=== RECORDS SUPPLIED ===
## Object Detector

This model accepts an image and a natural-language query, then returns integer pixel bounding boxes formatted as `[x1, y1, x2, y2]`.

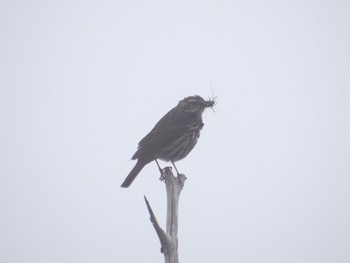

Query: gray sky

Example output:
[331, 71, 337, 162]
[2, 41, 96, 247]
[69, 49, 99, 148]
[0, 0, 350, 263]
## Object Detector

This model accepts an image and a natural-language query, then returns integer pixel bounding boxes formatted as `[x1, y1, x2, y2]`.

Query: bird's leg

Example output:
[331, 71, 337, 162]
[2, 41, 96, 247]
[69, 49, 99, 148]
[155, 159, 164, 181]
[171, 161, 180, 175]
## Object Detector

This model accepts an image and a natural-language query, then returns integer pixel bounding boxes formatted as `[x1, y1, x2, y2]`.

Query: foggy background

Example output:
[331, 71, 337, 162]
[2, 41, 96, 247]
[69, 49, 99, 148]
[0, 0, 350, 263]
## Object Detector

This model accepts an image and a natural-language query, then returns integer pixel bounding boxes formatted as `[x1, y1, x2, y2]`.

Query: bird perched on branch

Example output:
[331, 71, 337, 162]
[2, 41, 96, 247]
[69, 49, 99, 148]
[121, 95, 215, 187]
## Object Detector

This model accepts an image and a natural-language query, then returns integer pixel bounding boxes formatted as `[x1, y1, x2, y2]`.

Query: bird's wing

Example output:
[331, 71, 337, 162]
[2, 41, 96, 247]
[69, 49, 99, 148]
[132, 108, 195, 159]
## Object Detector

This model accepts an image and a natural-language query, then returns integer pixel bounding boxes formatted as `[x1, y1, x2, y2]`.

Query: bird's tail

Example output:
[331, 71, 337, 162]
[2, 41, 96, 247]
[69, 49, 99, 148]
[121, 160, 147, 187]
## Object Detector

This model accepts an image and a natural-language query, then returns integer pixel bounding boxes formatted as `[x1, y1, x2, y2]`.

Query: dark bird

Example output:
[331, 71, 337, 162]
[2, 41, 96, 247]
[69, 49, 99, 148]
[121, 95, 215, 187]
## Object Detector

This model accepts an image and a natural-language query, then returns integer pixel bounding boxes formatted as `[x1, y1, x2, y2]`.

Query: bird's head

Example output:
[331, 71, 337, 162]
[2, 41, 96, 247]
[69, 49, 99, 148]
[178, 95, 215, 114]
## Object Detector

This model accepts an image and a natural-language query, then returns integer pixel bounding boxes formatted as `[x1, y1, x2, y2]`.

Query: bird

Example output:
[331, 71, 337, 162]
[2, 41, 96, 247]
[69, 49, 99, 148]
[121, 95, 215, 188]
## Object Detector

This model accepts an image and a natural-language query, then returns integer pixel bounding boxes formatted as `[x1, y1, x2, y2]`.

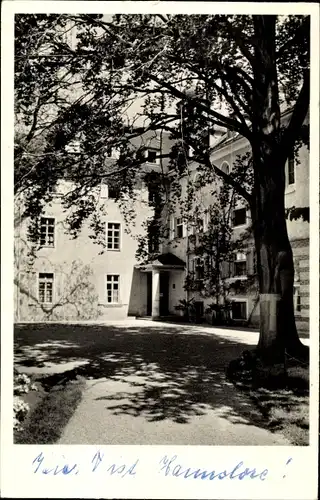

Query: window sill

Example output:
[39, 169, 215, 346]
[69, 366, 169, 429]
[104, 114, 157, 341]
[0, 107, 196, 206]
[284, 184, 296, 195]
[232, 223, 249, 229]
[98, 302, 126, 309]
[226, 276, 248, 282]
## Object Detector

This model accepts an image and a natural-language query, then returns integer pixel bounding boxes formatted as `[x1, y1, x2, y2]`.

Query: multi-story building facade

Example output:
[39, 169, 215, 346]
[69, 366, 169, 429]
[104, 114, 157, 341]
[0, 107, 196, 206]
[15, 115, 309, 329]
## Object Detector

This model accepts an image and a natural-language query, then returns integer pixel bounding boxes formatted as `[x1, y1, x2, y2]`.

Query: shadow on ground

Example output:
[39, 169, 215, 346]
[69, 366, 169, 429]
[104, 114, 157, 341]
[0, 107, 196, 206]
[15, 324, 304, 427]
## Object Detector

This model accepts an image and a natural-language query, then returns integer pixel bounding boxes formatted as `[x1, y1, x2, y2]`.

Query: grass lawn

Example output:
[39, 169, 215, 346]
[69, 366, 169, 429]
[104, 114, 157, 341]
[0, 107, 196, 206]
[14, 380, 85, 444]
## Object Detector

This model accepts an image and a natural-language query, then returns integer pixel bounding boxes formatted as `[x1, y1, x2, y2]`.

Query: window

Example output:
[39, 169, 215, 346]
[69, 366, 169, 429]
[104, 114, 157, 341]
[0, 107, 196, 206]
[100, 184, 108, 198]
[193, 217, 204, 234]
[38, 273, 53, 304]
[231, 300, 247, 320]
[65, 140, 81, 154]
[232, 208, 247, 227]
[193, 257, 204, 281]
[40, 217, 54, 247]
[100, 184, 120, 199]
[145, 148, 159, 163]
[175, 217, 183, 238]
[148, 221, 160, 253]
[193, 173, 202, 189]
[220, 161, 230, 174]
[107, 274, 120, 304]
[293, 284, 301, 312]
[288, 150, 295, 186]
[107, 222, 120, 250]
[106, 146, 120, 160]
[234, 253, 247, 276]
[148, 184, 161, 206]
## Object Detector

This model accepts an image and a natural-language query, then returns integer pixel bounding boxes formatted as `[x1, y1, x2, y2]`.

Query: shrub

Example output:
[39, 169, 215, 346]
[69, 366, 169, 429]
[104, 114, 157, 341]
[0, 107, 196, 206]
[13, 370, 37, 431]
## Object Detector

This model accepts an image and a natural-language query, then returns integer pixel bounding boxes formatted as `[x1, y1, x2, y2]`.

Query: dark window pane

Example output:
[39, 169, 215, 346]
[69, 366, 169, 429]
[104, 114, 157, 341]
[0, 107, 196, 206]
[233, 208, 247, 226]
[232, 301, 247, 319]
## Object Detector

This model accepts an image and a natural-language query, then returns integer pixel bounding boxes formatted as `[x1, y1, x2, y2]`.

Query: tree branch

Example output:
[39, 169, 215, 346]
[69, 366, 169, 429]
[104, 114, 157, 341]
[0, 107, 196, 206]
[277, 71, 310, 162]
[147, 73, 250, 139]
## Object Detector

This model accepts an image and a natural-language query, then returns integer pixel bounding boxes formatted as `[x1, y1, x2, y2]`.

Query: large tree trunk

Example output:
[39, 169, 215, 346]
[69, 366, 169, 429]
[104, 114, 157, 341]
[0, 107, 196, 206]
[251, 16, 305, 363]
[254, 179, 306, 362]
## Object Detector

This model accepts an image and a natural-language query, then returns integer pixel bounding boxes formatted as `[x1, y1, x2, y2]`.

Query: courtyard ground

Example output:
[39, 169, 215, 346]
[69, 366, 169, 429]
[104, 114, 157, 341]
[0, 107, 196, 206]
[15, 319, 308, 445]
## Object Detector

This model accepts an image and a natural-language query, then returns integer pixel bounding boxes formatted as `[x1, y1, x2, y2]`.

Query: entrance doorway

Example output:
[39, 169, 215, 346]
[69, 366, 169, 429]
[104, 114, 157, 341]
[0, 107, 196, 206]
[159, 272, 169, 316]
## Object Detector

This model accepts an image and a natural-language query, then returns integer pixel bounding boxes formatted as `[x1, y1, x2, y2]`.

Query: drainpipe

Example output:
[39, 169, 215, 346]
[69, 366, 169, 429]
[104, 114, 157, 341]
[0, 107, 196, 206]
[180, 105, 190, 302]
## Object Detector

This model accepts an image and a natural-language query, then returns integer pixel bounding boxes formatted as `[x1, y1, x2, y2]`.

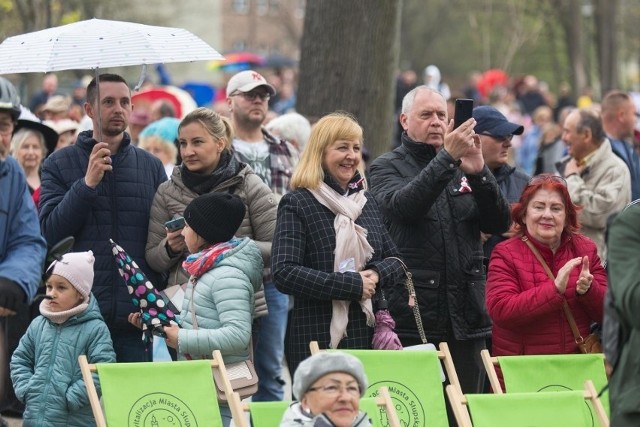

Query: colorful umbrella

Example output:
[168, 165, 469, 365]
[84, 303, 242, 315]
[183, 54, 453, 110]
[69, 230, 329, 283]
[109, 239, 179, 349]
[131, 86, 198, 119]
[209, 52, 266, 73]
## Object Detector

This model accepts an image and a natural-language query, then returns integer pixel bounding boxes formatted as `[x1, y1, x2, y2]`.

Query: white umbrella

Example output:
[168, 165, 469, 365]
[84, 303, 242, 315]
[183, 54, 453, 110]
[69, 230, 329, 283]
[0, 18, 224, 140]
[0, 19, 224, 74]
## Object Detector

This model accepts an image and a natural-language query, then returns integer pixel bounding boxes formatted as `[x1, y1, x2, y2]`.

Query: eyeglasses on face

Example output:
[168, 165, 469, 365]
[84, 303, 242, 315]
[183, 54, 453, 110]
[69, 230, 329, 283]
[231, 91, 271, 102]
[308, 384, 360, 398]
[527, 173, 567, 187]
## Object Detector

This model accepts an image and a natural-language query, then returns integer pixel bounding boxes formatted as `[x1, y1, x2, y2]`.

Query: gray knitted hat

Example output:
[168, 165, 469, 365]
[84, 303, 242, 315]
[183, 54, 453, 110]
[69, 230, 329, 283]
[293, 351, 369, 400]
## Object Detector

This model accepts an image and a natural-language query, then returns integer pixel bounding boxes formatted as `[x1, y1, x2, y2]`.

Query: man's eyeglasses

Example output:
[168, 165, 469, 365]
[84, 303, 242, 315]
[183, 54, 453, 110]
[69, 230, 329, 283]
[308, 384, 360, 398]
[527, 173, 567, 187]
[231, 91, 271, 102]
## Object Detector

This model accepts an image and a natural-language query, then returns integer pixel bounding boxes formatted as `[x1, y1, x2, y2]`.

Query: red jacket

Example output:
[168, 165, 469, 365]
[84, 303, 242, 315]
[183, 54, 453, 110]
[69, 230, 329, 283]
[486, 233, 607, 356]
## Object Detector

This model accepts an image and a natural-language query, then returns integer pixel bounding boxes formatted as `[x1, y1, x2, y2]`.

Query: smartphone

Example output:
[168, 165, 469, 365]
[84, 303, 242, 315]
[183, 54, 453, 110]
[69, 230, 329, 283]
[453, 98, 473, 129]
[164, 216, 185, 231]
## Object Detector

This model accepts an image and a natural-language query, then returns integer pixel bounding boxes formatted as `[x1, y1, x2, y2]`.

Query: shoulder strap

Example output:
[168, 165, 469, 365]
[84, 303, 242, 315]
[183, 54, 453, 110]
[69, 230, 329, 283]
[385, 256, 427, 344]
[521, 236, 584, 347]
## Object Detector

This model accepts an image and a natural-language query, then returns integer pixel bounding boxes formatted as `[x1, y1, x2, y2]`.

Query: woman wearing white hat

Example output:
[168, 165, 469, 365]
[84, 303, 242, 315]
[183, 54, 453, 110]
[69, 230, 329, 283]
[280, 351, 371, 427]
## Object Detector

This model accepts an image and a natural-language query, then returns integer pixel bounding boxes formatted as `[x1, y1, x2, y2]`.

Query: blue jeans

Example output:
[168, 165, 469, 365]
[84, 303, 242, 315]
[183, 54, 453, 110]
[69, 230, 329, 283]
[251, 283, 289, 402]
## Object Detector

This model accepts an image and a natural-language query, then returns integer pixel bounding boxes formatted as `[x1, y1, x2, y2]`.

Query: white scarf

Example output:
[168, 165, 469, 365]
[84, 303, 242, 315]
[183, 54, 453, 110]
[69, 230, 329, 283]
[310, 182, 375, 348]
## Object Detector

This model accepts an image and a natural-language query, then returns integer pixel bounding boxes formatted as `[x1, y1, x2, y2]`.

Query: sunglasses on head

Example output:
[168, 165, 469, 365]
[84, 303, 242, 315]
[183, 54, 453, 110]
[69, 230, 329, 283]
[527, 173, 567, 187]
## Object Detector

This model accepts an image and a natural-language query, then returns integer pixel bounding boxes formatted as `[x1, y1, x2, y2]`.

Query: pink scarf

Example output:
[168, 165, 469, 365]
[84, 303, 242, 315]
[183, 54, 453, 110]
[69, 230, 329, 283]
[310, 182, 375, 348]
[182, 238, 242, 280]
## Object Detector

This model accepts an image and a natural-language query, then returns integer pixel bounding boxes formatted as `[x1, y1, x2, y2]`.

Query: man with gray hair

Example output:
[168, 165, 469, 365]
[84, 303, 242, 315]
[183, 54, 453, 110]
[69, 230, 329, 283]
[265, 113, 311, 153]
[601, 90, 640, 200]
[370, 86, 511, 408]
[557, 108, 631, 260]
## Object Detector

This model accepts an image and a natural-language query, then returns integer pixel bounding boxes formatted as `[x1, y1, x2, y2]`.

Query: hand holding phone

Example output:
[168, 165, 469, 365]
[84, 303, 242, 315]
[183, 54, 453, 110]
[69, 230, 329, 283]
[453, 98, 473, 129]
[164, 216, 185, 231]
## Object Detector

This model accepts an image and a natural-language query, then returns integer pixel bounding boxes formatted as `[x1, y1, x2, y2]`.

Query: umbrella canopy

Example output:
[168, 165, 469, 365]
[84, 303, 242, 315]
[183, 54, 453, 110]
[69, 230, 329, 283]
[265, 53, 297, 68]
[0, 19, 224, 74]
[209, 52, 266, 72]
[109, 240, 179, 344]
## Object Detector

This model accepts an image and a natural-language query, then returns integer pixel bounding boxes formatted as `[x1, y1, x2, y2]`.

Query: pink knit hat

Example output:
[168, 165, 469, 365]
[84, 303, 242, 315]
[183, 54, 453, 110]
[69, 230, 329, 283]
[47, 251, 95, 301]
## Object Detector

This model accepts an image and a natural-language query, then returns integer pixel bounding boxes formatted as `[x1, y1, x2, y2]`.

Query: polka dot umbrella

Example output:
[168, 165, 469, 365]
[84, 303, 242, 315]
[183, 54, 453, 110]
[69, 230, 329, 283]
[109, 240, 179, 360]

=== DIRECTIONS FOR THIS TASK ===
Copy out each line in the entries above that contains the word "tree". Case counts, so a line with the word in different capitalization does not qualify.

=== WORKED SOLUTION ===
Query: tree branch
Query: large tree trunk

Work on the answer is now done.